**TEXT EXTRACT**.
==================================================

Nice work!! Like the texture and the car from MadMax and the detailed engines. (with wires etc.  Have you done it all out of standard scalecars? 

The other link you posted was also very nice. Would like some of those things/buildings.

Ivarski


----------



## gunn

the mad max and road warrior are 2 diffrent cars put together hotwheel and johnny lightening i hand made the hood and the rest was parts taken from all kinds of cars. i work in 1/64th mostly and dont take up much room..lol
i make keys for the ingiton switch, removable spark plug wires, working blowers,removable dip sticks, working 4 speeds, and do real cloth interriors tuck and roll, i just milled out a hurst shifter out of a 1/16 key way and used nickle rod for the shift, on a dare from one of the guys on the board thay said i couldn't put pistons in a 1/64th scale motor ......so i did lol i even cut the valve cover off so you can see the pistons and the valve cover can be put back on. i will be doing more mad max cars soon and others from road warrior right now i have the tow truck cut out from road warrior and is waiting on me.
come into chat some nite here on the board and we will talk i just dont know the time diffrence between us. right now its 11:34pm soon it will be newyears day so HAPPY NEWYEAR ...later gunn :wave:


----------



## Shamboola

Ivar,

Everone is raving about your Le Mans diorama and I cannot seem to get it on the link that you provided. The Mac site says it does not have the pictures. Even though I have lived in the USA all of my life, this is the only race that zi have ever wanted to attend.

==================================================

**REQUIRED ACTIONS**.
1. From the forum thread about scale model cars, reproduce the passage from "come into chat" to "wanted to attend.".
2. Translate the following sentence from the forum thread about scale model cars into Spanish: "The other link you posted was also very nice."
3. Continue the forum thread about scale model cars from the point at which it stops.

==================================================

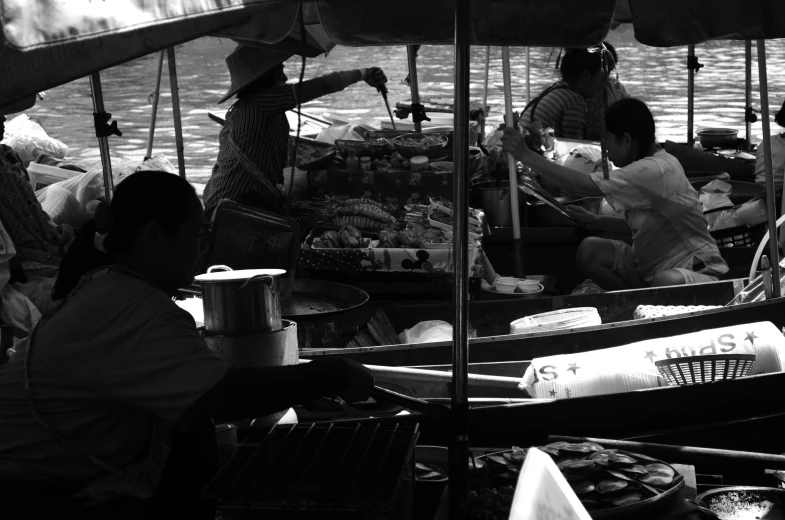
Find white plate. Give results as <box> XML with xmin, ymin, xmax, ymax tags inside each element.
<box><xmin>482</xmin><ymin>284</ymin><xmax>544</xmax><ymax>298</ymax></box>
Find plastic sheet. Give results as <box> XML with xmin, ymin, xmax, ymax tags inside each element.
<box><xmin>520</xmin><ymin>322</ymin><xmax>785</xmax><ymax>399</ymax></box>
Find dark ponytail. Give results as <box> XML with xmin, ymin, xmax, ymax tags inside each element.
<box><xmin>559</xmin><ymin>47</ymin><xmax>602</xmax><ymax>86</ymax></box>
<box><xmin>52</xmin><ymin>170</ymin><xmax>198</xmax><ymax>300</ymax></box>
<box><xmin>605</xmin><ymin>98</ymin><xmax>655</xmax><ymax>160</ymax></box>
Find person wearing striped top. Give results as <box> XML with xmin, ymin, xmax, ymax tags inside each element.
<box><xmin>521</xmin><ymin>48</ymin><xmax>603</xmax><ymax>139</ymax></box>
<box><xmin>204</xmin><ymin>45</ymin><xmax>387</xmax><ymax>219</ymax></box>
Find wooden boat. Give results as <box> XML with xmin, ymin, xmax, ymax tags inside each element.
<box><xmin>300</xmin><ymin>298</ymin><xmax>785</xmax><ymax>366</ymax></box>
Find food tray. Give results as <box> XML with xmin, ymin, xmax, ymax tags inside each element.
<box><xmin>335</xmin><ymin>139</ymin><xmax>394</xmax><ymax>159</ymax></box>
<box><xmin>393</xmin><ymin>134</ymin><xmax>448</xmax><ymax>160</ymax></box>
<box><xmin>431</xmin><ymin>202</ymin><xmax>483</xmax><ymax>227</ymax></box>
<box><xmin>654</xmin><ymin>354</ymin><xmax>757</xmax><ymax>386</ymax></box>
<box><xmin>428</xmin><ymin>215</ymin><xmax>482</xmax><ymax>240</ymax></box>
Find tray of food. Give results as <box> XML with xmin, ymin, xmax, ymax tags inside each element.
<box><xmin>393</xmin><ymin>134</ymin><xmax>448</xmax><ymax>160</ymax></box>
<box><xmin>466</xmin><ymin>442</ymin><xmax>684</xmax><ymax>520</ymax></box>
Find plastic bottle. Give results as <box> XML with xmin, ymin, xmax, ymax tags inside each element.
<box><xmin>346</xmin><ymin>150</ymin><xmax>360</xmax><ymax>172</ymax></box>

==================================================

**RESPONSES FOR EACH TASK**.
1.
come into chat some nite here on the board and we will talk i just dont know the time diffrence between us. right now its 11:34pm soon it will be newyears day so HAPPY NEWYEAR ...later gunn :wave:


----------



## Shamboola

Ivar,

Everone is raving about your Le Mans diorama and I cannot seem to get it on the link that you provided. The Mac site says it does not have the pictures. Even though I have lived in the USA all of my life, this is the only race that zi have ever wanted to attend.

2. El otro enlace que publicaste también estaba muy bien.

3.
Hope to see it.

Rob


----------



## ivarski

Hi Rob 

Sorry about the broken link. If you have the chance the Le Mans is THE RACE in Europe. You should try to get there! If your interested I can post pictures from Le Mans 2004. This was also the inspiration for the diorama. 

The new one I am working on is more detailed. More engines, mechanics etc. Have build two Porsche engines in 1:43 scale (very detailed) and one Audi R8 engine with own parts and thinks i could find. Is seen from the side and into the garage. I quite happy with it.. Will post link soon

Here is the correct link. Have also edit the original link on the first page

http://homepage.mac.com/ivar.line/PhotoAlbum7.html

Will soon post a new link to a project I am almost done with

Ivarski


----------



## 007jag

Hello, It's my first time here and that diorama is simply fantastic.
Where do you get the figures??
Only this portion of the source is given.